Opdrachten bij oefening -
1 – Door wie werd het pand volgens de tekst over de omzettingsvergunning voorheen bewoond?
2 – Vervolg de tekst over de omzettingsvergunning na de laatste zin.

2. [appellant A] en [appellant B] wonen naast het pand en hebben in beroep betoogd dat verlening van de omzettingsvergunning een ontoelaatbare inbreuk op de leefomgeving tot gevolg heeft, zodat het college dat besluit in redelijkheid in bezwaar niet heeft kunnen handhaven. Aan een beoordeling van dat betoog is de rechtbank niet toegekomen, omdat zij ambtshalve tot het oordeel is gekomen dat het college niet bevoegd was om de omzettingsvergunning te verlenen. Naar het oordeel van de rechtbank is in dit geval geen omzetting van zelfstandige in onzelfstandige woonruimte aan de orde, nu voorheen in het pand kamerbewoning door paters van de Nederlandse Provincie der Karmelieten plaatsvond en het pand derhalve geen zelfstandige woonruimte in de zin van artikel 30, eerste lid, aanhef en onder c, van de Huisvestingswet is. De thans door [vergunninghouder] beoogde kamerverhuur levert dan ook geen overtreding van het in die bepaling neergelegde verbod op. Gelet hierop heeft de rechtbank het beroep gegrond verklaard, het besluit van 8 mei 2013 vernietigd en zelf in de zaak voorzien.
3. [appellant A] en [appellant B] betogen dat de rechtbank, door te overwegen dat het pand geen zelfstandige woonruimte is, heeft miskend dat de paters een gezamenlijke leefgemeenschap vormden die gelijkgesteld kan worden met een regulier huishouden, zoals een gezin. Ter staving van hun betoog hebben [appellant A] en [appellant B] verwezen naar een verklaring van [huishoudster], een voormalige huishoudster van de paters, en naar mondeling verkregen informatie van [naam pater], een pater die tot 1998 woonachtig was in het pand. Uit die informatie volgt dat de paters een gezamenlijke huishoudrekening hadden, de maaltijden samen gebruikten en een gezamenlijke gebedskapel en woonkamer hadden. De rechtbank heeft niet gemotiveerd en derhalve niet inzichtelijk gemaakt waarom de wijze van bewoning van het pand door de paters onzelfstandig is, aldus [appellant A] en [appellant B].

Aangeleverde gegevens -
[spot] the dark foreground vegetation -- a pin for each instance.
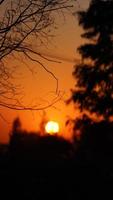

Antwoorden oefening -
1 – Door paters van de Nederlandse Provincie der Karmelieten, in de vorm van kamerbewoning.

2 –
3.1. Ter zitting is [naam econoom], die als econoom en procurator is verbonden aan de Nederlandse Provincie der Karmelieten, op verzoek van [appellant A] en [appellant B] als getuige gehoord. Volgens zijn verklaringen hebben de paters bij hun intreding drie beloftes gedaan, waaronder de belofte van armoede, waarmee zij afstand deden van al hun inkomsten en bezittingen. De Orde, waarmee de paters een overeenkomst hadden gesloten en die bepaalde welke pater waar ging wonen, maakte maandelijks een geldbedrag over naar de bankrekening van de betrokken communiteit voor de kosten van huur, gas, licht, water, elektra en levensonderhoud. Die bankrekening werd beheerd door een procurator. De paters hadden een gezamenlijke keuken, woonkamer en gebedsruimte in het pand en de dagorde bepaalde wanneer de paters samen gingen bidden en eten, aldus [naam econoom].
3.2. Uit de verklaringen van [naam econoom], in onderlinge samenhang bezien met de van [huishoudster] en [naam pater] verkregen informatie, volgt dat de paters de intentie hadden om bestendig voor onbepaalde tijd een huishouding, in de zin van artikel 1 van de Verordening, te vormen. Dat in de loop der tijd een wijziging in de samenstelling daarvan heeft plaatsgevonden, maakt dat niet anders. De rechtbank heeft derhalve ten onrechte overwogen dat het pand geen zelfstandige woonruimte is in de zin van artikel 30, eerste lid, aanhef en onder c, van de Huisvestingswet en dat de door [vergunninghouder] beoogde kamerverhuur geen omzetting van zelfstandige in onzelfstandige woonruimte met zich brengt.
Het betoog slaagt.
4. Het hoger beroep is gegrond. De aangevallen uitspraak dient te worden vernietigd. Doende hetgeen de rechtbank zou behoren te doen, zal de Afdeling de beroepsgronden behandelen waaraan de rechtbank niet is toegekomen.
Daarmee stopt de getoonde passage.